--- ACTIVITY ---
All of the data should be restated word for word, with the pictures omitted.

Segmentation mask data

::::::

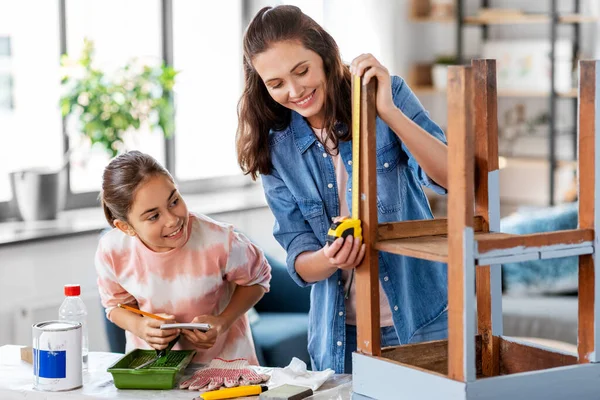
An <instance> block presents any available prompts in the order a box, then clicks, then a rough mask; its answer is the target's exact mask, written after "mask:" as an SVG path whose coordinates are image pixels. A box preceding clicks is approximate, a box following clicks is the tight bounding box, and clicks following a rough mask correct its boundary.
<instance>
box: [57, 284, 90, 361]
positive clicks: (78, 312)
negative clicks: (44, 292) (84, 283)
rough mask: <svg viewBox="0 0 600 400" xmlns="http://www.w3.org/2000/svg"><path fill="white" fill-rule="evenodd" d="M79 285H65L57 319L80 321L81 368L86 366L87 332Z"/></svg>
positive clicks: (86, 359) (84, 309)
mask: <svg viewBox="0 0 600 400" xmlns="http://www.w3.org/2000/svg"><path fill="white" fill-rule="evenodd" d="M80 294H81V287H80V286H79V285H65V296H66V297H65V300H64V301H63V303H62V304H61V306H60V309H59V310H58V319H59V320H61V321H71V322H81V328H82V329H81V347H82V348H81V354H82V356H83V369H84V370H87V367H88V352H89V345H88V334H87V308H86V307H85V304H84V303H83V300H81V297H79V295H80Z"/></svg>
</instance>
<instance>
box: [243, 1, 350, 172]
mask: <svg viewBox="0 0 600 400" xmlns="http://www.w3.org/2000/svg"><path fill="white" fill-rule="evenodd" d="M281 41H299V42H300V43H302V45H303V46H304V47H305V48H307V49H309V50H312V51H314V52H315V53H317V54H318V55H319V56H320V57H321V59H322V60H323V69H324V70H325V77H326V88H325V105H324V107H325V110H324V111H325V123H324V126H323V128H324V129H325V132H327V137H328V140H331V141H332V142H333V144H334V150H335V149H336V148H337V146H338V143H339V140H344V141H345V140H350V138H351V135H350V133H349V130H343V131H342V133H337V130H336V129H335V128H336V124H337V123H343V124H345V125H346V126H350V121H351V107H350V70H349V69H348V67H347V66H345V65H344V63H343V62H342V58H341V56H340V51H339V49H338V46H337V44H336V43H335V41H334V40H333V38H332V37H331V35H329V34H328V33H327V32H326V31H325V30H324V29H323V28H322V27H321V26H320V25H319V24H317V23H316V22H315V21H314V20H313V19H312V18H310V17H309V16H307V15H306V14H304V13H302V11H301V10H300V9H299V8H298V7H295V6H289V5H284V6H277V7H264V8H263V9H261V10H260V11H259V12H258V14H256V16H255V17H254V19H253V20H252V22H250V25H248V28H247V30H246V33H245V35H244V61H243V65H244V80H245V87H244V92H243V94H242V97H241V98H240V101H239V104H238V129H237V136H236V146H237V156H238V163H239V165H240V167H241V168H242V171H243V172H244V173H245V174H250V176H252V178H253V179H256V177H257V175H258V174H259V173H260V174H268V173H270V172H271V167H272V166H271V158H270V154H269V143H268V138H269V131H270V130H271V129H273V130H282V129H284V128H286V127H287V126H288V125H289V123H290V118H291V111H290V110H289V109H288V108H286V107H283V106H282V105H281V104H279V103H277V102H276V101H275V100H273V98H272V97H271V95H270V94H269V92H268V91H267V88H266V86H265V84H264V83H263V81H262V79H261V78H260V76H259V75H258V72H256V70H255V69H254V67H253V66H252V60H253V59H254V57H256V56H257V55H259V54H261V53H263V52H265V51H266V50H268V49H269V47H270V46H271V45H273V44H274V43H278V42H281Z"/></svg>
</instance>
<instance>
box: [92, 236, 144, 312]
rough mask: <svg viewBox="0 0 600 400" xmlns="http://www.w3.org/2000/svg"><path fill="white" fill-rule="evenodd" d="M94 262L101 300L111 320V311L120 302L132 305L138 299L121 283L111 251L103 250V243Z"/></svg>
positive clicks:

::::::

--- SOLUTION BELOW ---
An <instance> block presents any available prompts in the order a box, then clicks, then a rough mask; its answer is the target's exact mask, written after "mask:" as an SVG path whose coordinates are image pixels. A box preceding clicks is approximate, a box following clicks is the tight bounding box, and clicks following a rough mask correct its boundary.
<instance>
box: [57, 284, 90, 361]
positive clicks: (78, 312)
negative clicks: (44, 292) (84, 283)
rough mask: <svg viewBox="0 0 600 400" xmlns="http://www.w3.org/2000/svg"><path fill="white" fill-rule="evenodd" d="M79 285H65L57 319L80 321L81 368L86 366L87 332Z"/></svg>
positive clicks: (86, 359) (84, 309)
mask: <svg viewBox="0 0 600 400" xmlns="http://www.w3.org/2000/svg"><path fill="white" fill-rule="evenodd" d="M80 294H81V287H80V286H79V285H65V296H66V297H65V300H64V301H63V303H62V304H61V306H60V309H59V310H58V319H59V320H61V321H71V322H81V328H82V329H81V347H82V348H81V354H82V356H83V369H84V370H87V367H88V352H89V345H88V334H87V308H86V307H85V304H84V303H83V300H81V297H79V295H80Z"/></svg>
</instance>
<instance>
box: [243, 1, 350, 172]
mask: <svg viewBox="0 0 600 400" xmlns="http://www.w3.org/2000/svg"><path fill="white" fill-rule="evenodd" d="M281 41H299V42H300V43H302V45H303V46H304V47H305V48H307V49H309V50H312V51H314V52H315V53H317V54H318V55H319V56H320V57H321V59H322V60H323V69H324V70H325V77H326V88H325V105H324V107H325V110H324V111H325V123H324V126H323V128H324V129H325V132H327V137H328V140H331V141H332V142H333V144H334V150H335V149H336V148H337V146H338V143H339V140H344V141H345V140H350V138H351V135H350V133H349V130H343V131H342V133H337V130H336V129H335V128H336V124H337V123H343V124H345V125H346V126H350V121H351V107H350V70H349V69H348V67H347V66H345V65H344V63H343V62H342V58H341V56H340V51H339V49H338V46H337V44H336V43H335V41H334V40H333V38H332V37H331V35H329V34H328V33H327V32H326V31H325V30H324V29H323V28H322V27H321V26H320V25H319V24H317V23H316V22H315V21H314V20H313V19H312V18H310V17H309V16H307V15H306V14H304V13H302V11H301V10H300V9H299V8H298V7H295V6H289V5H284V6H277V7H264V8H263V9H261V10H260V11H259V12H258V14H256V16H255V17H254V19H253V20H252V22H250V25H248V28H247V30H246V33H245V35H244V61H243V65H244V80H245V87H244V92H243V94H242V97H241V98H240V101H239V104H238V129H237V136H236V146H237V156H238V163H239V165H240V167H241V168H242V171H243V172H244V173H245V174H250V176H252V178H253V179H256V177H257V175H258V174H259V173H260V174H268V173H270V172H271V167H272V166H271V158H270V154H269V143H268V138H269V131H270V130H271V129H273V130H282V129H284V128H286V127H287V126H288V125H289V123H290V118H291V111H290V110H289V109H288V108H286V107H283V106H282V105H281V104H279V103H277V102H276V101H275V100H273V98H272V97H271V95H270V94H269V92H268V91H267V88H266V86H265V84H264V83H263V81H262V79H261V78H260V76H259V75H258V72H256V70H255V69H254V67H253V66H252V60H253V59H254V57H256V56H257V55H259V54H261V53H263V52H265V51H266V50H268V49H269V47H270V46H271V45H273V44H274V43H278V42H281Z"/></svg>
</instance>
<instance>
box: [92, 236, 144, 312]
rough mask: <svg viewBox="0 0 600 400" xmlns="http://www.w3.org/2000/svg"><path fill="white" fill-rule="evenodd" d="M94 262L101 300L111 320V311L120 302L132 305L138 299L121 283L111 251L103 250V243Z"/></svg>
positive clicks:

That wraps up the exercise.